INSTRUCTION 1
List every amperage figure given in the forum thread below.

Welcome to Solid State Guitar Amp Forum | DIY Guitar Amplifiers. Please login or sign up.

May 21, 2024, 10:35:45 PM

Login with username, password and session length

Recent Posts

 

Fender Stage Lead 212 issues

Started by gw, May 04, 2011, 06:45:48 PM

Previous topic - Next topic

gw

Hi all I found this forum and I wanted to post something about an amp I'm having some issues with.

First off, I can service tube gear and have access to a test bench its just that I don't have much familiarity with SS amps.

I have an '84 Fender Stage Lead 212 amp that is blowing the speakers fuse. I don't really use this amp much and wanted to sell it so of course I want to get it straightened out. Ir works and sounds good and will function on the bench for a short time with a test signal but then will blow the speaker fuse if you are pushing some power. It calls for a 4amp normal blow fuse and I must admit I've only tried 3 and 3.5 amp normal blow fuses.

The amp will run for a few minutes but then the output flat lines when the speaker fuse blows. other than getting the correct fuse in there, any idea what is up with this amp as I'm describing?

joecool85

Quote from: gw on May 04, 2011, 06:45:48 PM
Hi all I found this forum and I wanted to post something about an amp I'm having some issues with.

First off, I can service tube gear and have access to a test bench its just that I don't have much familiarity with SS amps.

I have an '84 Fender Stage Lead 212 amp that is blowing the speakers fuse. I don't really use this amp much and wanted to sell it so of course I want to get it straightened out. Ir works and sounds good and will function on the bench for a short time with a test signal but then will blow the speaker fuse if you are pushing some power. It calls for a 4amp normal blow fuse and I must admit I've only tried 3 and 3.5 amp normal blow fuses.

The amp will run for a few minutes but then the output flat lines when the speaker fuse blows. other than getting the correct fuse in there, any idea what is up with this amp as I'm describing?

Start with the right fuse.  It's likely that Fender didn't give the fuse much wiggle room.  IE - it might need 3.8 amps when pushing the speaker hard.  If that blows then go from there.  It would also make sense while you are in there to check that your speakers are not blown/shorted out and also that they are of the right impedance and wired correctly.  I'm not sure what it was suppose to have stock, but if it had for instance two 8 ohm speakers wired in series and then someone rewired it in parallel, that could be causing your problem.
Life is what you make it.

INSTRUCTION 2
Identify each line in the rows below that contains the string "instance", and copy it. Case counts.

EXERCISE INPUT
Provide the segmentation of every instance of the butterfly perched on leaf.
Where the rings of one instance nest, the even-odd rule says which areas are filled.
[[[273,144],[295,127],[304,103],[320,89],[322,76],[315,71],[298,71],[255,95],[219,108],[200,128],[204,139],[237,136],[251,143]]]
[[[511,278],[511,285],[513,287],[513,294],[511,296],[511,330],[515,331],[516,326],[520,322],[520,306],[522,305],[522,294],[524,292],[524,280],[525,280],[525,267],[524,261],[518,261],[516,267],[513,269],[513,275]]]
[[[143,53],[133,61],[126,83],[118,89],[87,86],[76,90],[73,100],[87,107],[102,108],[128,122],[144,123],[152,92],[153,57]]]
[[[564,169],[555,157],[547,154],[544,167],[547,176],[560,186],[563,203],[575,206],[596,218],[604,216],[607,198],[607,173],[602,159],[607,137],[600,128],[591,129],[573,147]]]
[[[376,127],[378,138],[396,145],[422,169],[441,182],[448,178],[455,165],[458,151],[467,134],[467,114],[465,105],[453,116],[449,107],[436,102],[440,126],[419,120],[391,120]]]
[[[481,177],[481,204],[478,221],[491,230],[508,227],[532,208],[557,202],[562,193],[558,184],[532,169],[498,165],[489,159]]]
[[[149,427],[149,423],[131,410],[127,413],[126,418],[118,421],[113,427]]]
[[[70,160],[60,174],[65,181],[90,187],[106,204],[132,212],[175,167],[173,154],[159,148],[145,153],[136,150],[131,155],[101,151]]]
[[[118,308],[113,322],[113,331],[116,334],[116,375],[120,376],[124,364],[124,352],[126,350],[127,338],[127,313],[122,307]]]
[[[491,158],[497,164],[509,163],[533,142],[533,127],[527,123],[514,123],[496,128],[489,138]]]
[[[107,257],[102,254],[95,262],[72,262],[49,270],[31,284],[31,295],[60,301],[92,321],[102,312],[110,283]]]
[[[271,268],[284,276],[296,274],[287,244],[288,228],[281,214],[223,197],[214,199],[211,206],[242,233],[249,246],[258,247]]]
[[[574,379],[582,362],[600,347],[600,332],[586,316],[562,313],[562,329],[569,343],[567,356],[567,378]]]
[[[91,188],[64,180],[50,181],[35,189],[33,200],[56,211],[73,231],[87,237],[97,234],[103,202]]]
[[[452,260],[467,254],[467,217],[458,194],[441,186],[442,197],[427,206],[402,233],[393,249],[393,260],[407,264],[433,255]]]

FINAL ANSWER 1
4, 3, 3.5, 3.8

FINAL ANSWER 2
Provide the segmentation of every instance of the butterfly perched on leaf.
Where the rings of one instance nest, the even-odd rule says which areas are filled.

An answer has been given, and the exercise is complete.